-- Supplied text follows --
The ability to “stuff it down” is important.  No one wants a surgeon, a policeman, a fireman or an EMT dealing with their own emotions when they are dealing with your needs.  But this ability also has its own consequences, its own scars.  Once you’ve stuffed down your own fear and grief, it doesn’t easily resurface.  Then if I am insensitive to my own emotions, I could be nothing but insensitive to Adam and Mary.

I was a good cheerleader, but a bad listener.  “You have a good prognosis,” I would say.  “A ninety-percent cure rate.  I looked it up.”

They would stare back at me, sometimes blankly (Adam), sometimes with frustration (Mary).  And I would stuff down the fact that ninety-percent now terrified me.  A cure rate that sounded so good to me when I told patients now sounded way too low.  We had a ten-percent chance of repeating the current nightmare, and the next time would hold no chance of salvation this side of eternity.

Over the next few months Adam underwent two operations, one spinal tap, several weeks of radiation therapy, two weeks of antibiotics.  He lost his hair and he lost his strength.  I told him the prognosis was good.

The day after we returned from Gainesville Mary went in for her last chemotherapy treatment.  Her eyelashes fell out and she couldn’t eat.  I told her the prognosis was good.

It was a hard four months.  Then the active medical interventions were over for both of their cancers.  It was time to get better.

Adam tried to resume normal activities.  Chemistry was hard.  Sports were impossible–anything requiring hand-eye coordination was downright dangerous.  Mary tried to find clothes to fit her new shape.  They would tell me it was hard; I would tell them they had a ninety-percent cure rate.

Soon we stopped talking about illness and recovery as each of us drifted into our private world of terror and grief.  On the outside we looked like a normal family going about work, school, and community activities like anyone else.  Scratch the surface, and any one of us could fall apart.

Then, in the Spring of 1991, I bought a self-help book–not for me, you understand; I thought it would help me provide direction to my other son, Jay.  One chapter dealt with the skill of listening.  Some people don’t need instruction in this, but I did.  Don’t think of your response while the other person is talking.  Repeat what they say as a question to 1) make sure you understand, and 2) give them permission to keep talking.  This is instruction so simple it borders on stupid to repeat, but there it was.  I tried it out on Mary the next time she spoke about her cancer treatment, her scars, her fears.  She kept talking; I kept listening.
-- Supplied text concluded --
▶ **Activity 1**
Decide whether each statement agrees with the passage about Adam and Mary's cancer: (a) Adam underwent three operations. (b) The self-help book was bought in the Spring of 1991. (c) Mary's eyelashes fell out.
▶ **Activity 2**
Using the passage about Adam and Mary's cancer, answer these questions:
(a) How long was Adam given antibiotics?
(b) What cure rate did the narrator keep telling Adam and Mary they had?
(c) Whom did the narrator intend the self-help book to help?
▶ **Activity 3**
Copy the passage about Adam and Mary's cancer from "It was a hard" up to and including "had a ninety-percent cure rate.".
Nothing in the listing relates to the passage about Adam and Mary's cancer.
-- Raw data follows --
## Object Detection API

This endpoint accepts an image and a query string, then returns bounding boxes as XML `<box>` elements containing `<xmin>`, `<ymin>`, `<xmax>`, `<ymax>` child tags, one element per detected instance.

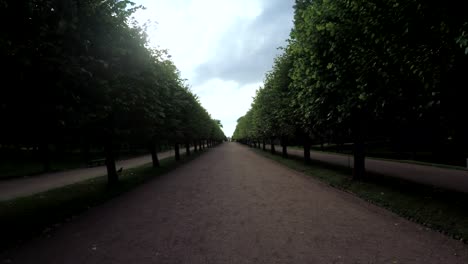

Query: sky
<box><xmin>135</xmin><ymin>0</ymin><xmax>294</xmax><ymax>137</ymax></box>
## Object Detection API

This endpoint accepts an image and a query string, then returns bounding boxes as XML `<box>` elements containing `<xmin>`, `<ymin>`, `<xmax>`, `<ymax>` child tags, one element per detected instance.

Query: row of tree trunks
<box><xmin>104</xmin><ymin>140</ymin><xmax>219</xmax><ymax>185</ymax></box>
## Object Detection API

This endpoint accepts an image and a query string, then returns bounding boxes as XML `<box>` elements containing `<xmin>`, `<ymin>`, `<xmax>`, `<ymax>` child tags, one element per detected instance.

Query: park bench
<box><xmin>88</xmin><ymin>159</ymin><xmax>106</xmax><ymax>167</ymax></box>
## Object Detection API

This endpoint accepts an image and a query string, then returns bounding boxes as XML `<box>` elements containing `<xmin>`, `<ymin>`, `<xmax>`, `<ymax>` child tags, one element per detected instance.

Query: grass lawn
<box><xmin>0</xmin><ymin>152</ymin><xmax>207</xmax><ymax>252</ymax></box>
<box><xmin>254</xmin><ymin>149</ymin><xmax>468</xmax><ymax>242</ymax></box>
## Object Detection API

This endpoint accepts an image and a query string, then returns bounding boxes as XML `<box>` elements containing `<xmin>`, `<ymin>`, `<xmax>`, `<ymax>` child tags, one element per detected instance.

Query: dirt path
<box><xmin>0</xmin><ymin>148</ymin><xmax>190</xmax><ymax>201</ymax></box>
<box><xmin>276</xmin><ymin>146</ymin><xmax>468</xmax><ymax>192</ymax></box>
<box><xmin>0</xmin><ymin>143</ymin><xmax>468</xmax><ymax>264</ymax></box>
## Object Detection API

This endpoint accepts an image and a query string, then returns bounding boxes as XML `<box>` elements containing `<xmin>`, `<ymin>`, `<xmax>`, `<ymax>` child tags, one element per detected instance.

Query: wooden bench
<box><xmin>88</xmin><ymin>159</ymin><xmax>106</xmax><ymax>167</ymax></box>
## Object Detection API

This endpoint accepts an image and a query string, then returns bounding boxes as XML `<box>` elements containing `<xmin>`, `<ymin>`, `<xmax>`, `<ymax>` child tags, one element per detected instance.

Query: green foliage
<box><xmin>234</xmin><ymin>0</ymin><xmax>468</xmax><ymax>169</ymax></box>
<box><xmin>0</xmin><ymin>0</ymin><xmax>224</xmax><ymax>179</ymax></box>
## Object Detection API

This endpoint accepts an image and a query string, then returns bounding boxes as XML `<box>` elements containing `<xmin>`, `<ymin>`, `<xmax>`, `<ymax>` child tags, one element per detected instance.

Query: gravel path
<box><xmin>276</xmin><ymin>146</ymin><xmax>468</xmax><ymax>192</ymax></box>
<box><xmin>0</xmin><ymin>148</ymin><xmax>191</xmax><ymax>201</ymax></box>
<box><xmin>0</xmin><ymin>143</ymin><xmax>468</xmax><ymax>264</ymax></box>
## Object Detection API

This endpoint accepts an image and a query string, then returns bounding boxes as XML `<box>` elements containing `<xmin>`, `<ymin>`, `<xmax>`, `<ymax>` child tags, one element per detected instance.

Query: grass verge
<box><xmin>279</xmin><ymin>146</ymin><xmax>468</xmax><ymax>171</ymax></box>
<box><xmin>254</xmin><ymin>149</ymin><xmax>468</xmax><ymax>243</ymax></box>
<box><xmin>0</xmin><ymin>152</ymin><xmax>207</xmax><ymax>252</ymax></box>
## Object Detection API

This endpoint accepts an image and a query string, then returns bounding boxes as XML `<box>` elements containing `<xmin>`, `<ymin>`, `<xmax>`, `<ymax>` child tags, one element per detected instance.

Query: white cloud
<box><xmin>135</xmin><ymin>0</ymin><xmax>293</xmax><ymax>136</ymax></box>
<box><xmin>192</xmin><ymin>79</ymin><xmax>261</xmax><ymax>136</ymax></box>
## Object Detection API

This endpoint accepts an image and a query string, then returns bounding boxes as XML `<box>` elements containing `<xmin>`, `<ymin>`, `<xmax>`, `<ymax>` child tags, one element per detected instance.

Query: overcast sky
<box><xmin>135</xmin><ymin>0</ymin><xmax>294</xmax><ymax>137</ymax></box>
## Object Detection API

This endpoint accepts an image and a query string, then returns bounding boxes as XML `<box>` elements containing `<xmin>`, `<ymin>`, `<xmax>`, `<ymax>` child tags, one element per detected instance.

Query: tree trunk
<box><xmin>303</xmin><ymin>136</ymin><xmax>310</xmax><ymax>163</ymax></box>
<box><xmin>149</xmin><ymin>144</ymin><xmax>160</xmax><ymax>168</ymax></box>
<box><xmin>270</xmin><ymin>138</ymin><xmax>276</xmax><ymax>154</ymax></box>
<box><xmin>281</xmin><ymin>137</ymin><xmax>288</xmax><ymax>158</ymax></box>
<box><xmin>104</xmin><ymin>142</ymin><xmax>119</xmax><ymax>185</ymax></box>
<box><xmin>353</xmin><ymin>116</ymin><xmax>366</xmax><ymax>180</ymax></box>
<box><xmin>39</xmin><ymin>143</ymin><xmax>52</xmax><ymax>172</ymax></box>
<box><xmin>185</xmin><ymin>143</ymin><xmax>191</xmax><ymax>156</ymax></box>
<box><xmin>174</xmin><ymin>143</ymin><xmax>180</xmax><ymax>160</ymax></box>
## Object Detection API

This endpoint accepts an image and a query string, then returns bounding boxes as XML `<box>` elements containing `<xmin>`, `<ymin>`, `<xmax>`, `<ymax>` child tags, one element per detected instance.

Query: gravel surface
<box><xmin>0</xmin><ymin>143</ymin><xmax>468</xmax><ymax>264</ymax></box>
<box><xmin>276</xmin><ymin>146</ymin><xmax>468</xmax><ymax>192</ymax></box>
<box><xmin>0</xmin><ymin>148</ymin><xmax>191</xmax><ymax>201</ymax></box>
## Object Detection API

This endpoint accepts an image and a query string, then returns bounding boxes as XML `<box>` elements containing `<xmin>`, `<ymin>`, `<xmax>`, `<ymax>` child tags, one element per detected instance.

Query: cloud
<box><xmin>193</xmin><ymin>78</ymin><xmax>261</xmax><ymax>136</ymax></box>
<box><xmin>135</xmin><ymin>0</ymin><xmax>294</xmax><ymax>136</ymax></box>
<box><xmin>194</xmin><ymin>0</ymin><xmax>293</xmax><ymax>84</ymax></box>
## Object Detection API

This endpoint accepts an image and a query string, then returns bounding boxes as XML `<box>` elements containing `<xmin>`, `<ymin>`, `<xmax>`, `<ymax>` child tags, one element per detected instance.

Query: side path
<box><xmin>275</xmin><ymin>146</ymin><xmax>468</xmax><ymax>192</ymax></box>
<box><xmin>0</xmin><ymin>148</ymin><xmax>192</xmax><ymax>201</ymax></box>
<box><xmin>0</xmin><ymin>143</ymin><xmax>468</xmax><ymax>264</ymax></box>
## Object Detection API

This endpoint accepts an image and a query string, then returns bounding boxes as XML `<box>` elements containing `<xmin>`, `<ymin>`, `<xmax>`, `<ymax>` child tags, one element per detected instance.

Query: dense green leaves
<box><xmin>0</xmin><ymin>0</ymin><xmax>224</xmax><ymax>182</ymax></box>
<box><xmin>234</xmin><ymin>0</ymin><xmax>468</xmax><ymax>179</ymax></box>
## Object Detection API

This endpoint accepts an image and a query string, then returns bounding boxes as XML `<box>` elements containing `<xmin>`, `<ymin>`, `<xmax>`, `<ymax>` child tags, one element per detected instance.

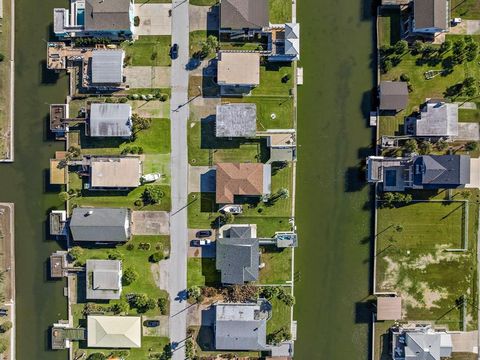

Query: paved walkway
<box><xmin>168</xmin><ymin>0</ymin><xmax>189</xmax><ymax>360</ymax></box>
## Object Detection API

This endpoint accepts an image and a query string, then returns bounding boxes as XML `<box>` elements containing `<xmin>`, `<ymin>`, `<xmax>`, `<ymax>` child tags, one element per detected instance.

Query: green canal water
<box><xmin>0</xmin><ymin>0</ymin><xmax>67</xmax><ymax>360</ymax></box>
<box><xmin>295</xmin><ymin>0</ymin><xmax>375</xmax><ymax>360</ymax></box>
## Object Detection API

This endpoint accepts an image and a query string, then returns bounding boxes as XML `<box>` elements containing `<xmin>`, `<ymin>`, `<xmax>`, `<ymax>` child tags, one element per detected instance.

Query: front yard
<box><xmin>376</xmin><ymin>201</ymin><xmax>478</xmax><ymax>330</ymax></box>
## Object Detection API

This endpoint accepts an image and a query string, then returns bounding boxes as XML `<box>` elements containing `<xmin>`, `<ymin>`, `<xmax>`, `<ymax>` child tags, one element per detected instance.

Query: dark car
<box><xmin>197</xmin><ymin>230</ymin><xmax>212</xmax><ymax>237</ymax></box>
<box><xmin>143</xmin><ymin>320</ymin><xmax>160</xmax><ymax>327</ymax></box>
<box><xmin>170</xmin><ymin>44</ymin><xmax>178</xmax><ymax>59</ymax></box>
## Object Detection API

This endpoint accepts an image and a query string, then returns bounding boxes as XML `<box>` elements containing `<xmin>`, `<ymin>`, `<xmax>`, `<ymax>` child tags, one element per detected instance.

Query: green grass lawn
<box><xmin>188</xmin><ymin>117</ymin><xmax>270</xmax><ymax>165</ymax></box>
<box><xmin>379</xmin><ymin>35</ymin><xmax>480</xmax><ymax>135</ymax></box>
<box><xmin>187</xmin><ymin>258</ymin><xmax>220</xmax><ymax>287</ymax></box>
<box><xmin>258</xmin><ymin>246</ymin><xmax>292</xmax><ymax>284</ymax></box>
<box><xmin>269</xmin><ymin>0</ymin><xmax>292</xmax><ymax>24</ymax></box>
<box><xmin>122</xmin><ymin>35</ymin><xmax>172</xmax><ymax>66</ymax></box>
<box><xmin>450</xmin><ymin>0</ymin><xmax>480</xmax><ymax>20</ymax></box>
<box><xmin>267</xmin><ymin>296</ymin><xmax>291</xmax><ymax>334</ymax></box>
<box><xmin>376</xmin><ymin>202</ymin><xmax>478</xmax><ymax>330</ymax></box>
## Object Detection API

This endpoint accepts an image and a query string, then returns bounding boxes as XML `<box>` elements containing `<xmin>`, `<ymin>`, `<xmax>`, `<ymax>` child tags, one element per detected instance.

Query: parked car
<box><xmin>143</xmin><ymin>320</ymin><xmax>160</xmax><ymax>327</ymax></box>
<box><xmin>190</xmin><ymin>239</ymin><xmax>212</xmax><ymax>246</ymax></box>
<box><xmin>197</xmin><ymin>230</ymin><xmax>212</xmax><ymax>237</ymax></box>
<box><xmin>170</xmin><ymin>44</ymin><xmax>178</xmax><ymax>59</ymax></box>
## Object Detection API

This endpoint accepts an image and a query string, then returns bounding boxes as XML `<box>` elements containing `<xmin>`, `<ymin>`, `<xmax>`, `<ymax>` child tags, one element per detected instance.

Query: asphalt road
<box><xmin>168</xmin><ymin>0</ymin><xmax>189</xmax><ymax>360</ymax></box>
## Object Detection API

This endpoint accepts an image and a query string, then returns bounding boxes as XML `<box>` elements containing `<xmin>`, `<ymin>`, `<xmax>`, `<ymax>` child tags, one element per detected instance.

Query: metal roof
<box><xmin>220</xmin><ymin>0</ymin><xmax>269</xmax><ymax>29</ymax></box>
<box><xmin>89</xmin><ymin>103</ymin><xmax>132</xmax><ymax>137</ymax></box>
<box><xmin>70</xmin><ymin>207</ymin><xmax>130</xmax><ymax>242</ymax></box>
<box><xmin>92</xmin><ymin>50</ymin><xmax>124</xmax><ymax>84</ymax></box>
<box><xmin>216</xmin><ymin>104</ymin><xmax>257</xmax><ymax>137</ymax></box>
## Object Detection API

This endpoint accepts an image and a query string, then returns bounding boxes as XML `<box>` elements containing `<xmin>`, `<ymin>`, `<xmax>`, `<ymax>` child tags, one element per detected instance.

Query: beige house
<box><xmin>217</xmin><ymin>52</ymin><xmax>260</xmax><ymax>87</ymax></box>
<box><xmin>90</xmin><ymin>156</ymin><xmax>142</xmax><ymax>189</ymax></box>
<box><xmin>87</xmin><ymin>316</ymin><xmax>142</xmax><ymax>348</ymax></box>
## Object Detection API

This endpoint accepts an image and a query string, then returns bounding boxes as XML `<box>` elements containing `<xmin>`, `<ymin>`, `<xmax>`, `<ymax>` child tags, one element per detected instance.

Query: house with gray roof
-- Raw data concluded --
▶ **Response 1**
(a) No: "Adam underwent two operations"
(b) Yes: "Then, in the Spring of 1991, I bought a self-help book"
(c) Yes: "Her eyelashes fell out"

▶ **Response 2**
(a) Two weeks
(b) Ninety percent
(c) The narrator's other son, Jay

▶ **Response 3**
It was a hard four months.  Then the active medical interventions were over for both of their cancers.  It was time to get better.

Adam tried to resume normal activities.  Chemistry was hard.  Sports were impossible–anything requiring hand-eye coordination was downright dangerous.  Mary tried to find clothes to fit her new shape.  They would tell me it was hard; I would tell them they had a ninety-percent cure rate.